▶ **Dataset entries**
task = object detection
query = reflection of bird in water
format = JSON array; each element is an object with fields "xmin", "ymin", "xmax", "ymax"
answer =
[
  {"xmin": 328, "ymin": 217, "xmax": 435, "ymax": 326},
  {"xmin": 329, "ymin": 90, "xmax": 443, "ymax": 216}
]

▶ **Task objective**
When you answer, output each line of the data exactly as given, from its first line up to and including the one with "format = JSON".

▶ **Response area**
task = object detection
query = reflection of bird in water
format = JSON array; each element is an object with fields "xmin", "ymin", "xmax", "ymax"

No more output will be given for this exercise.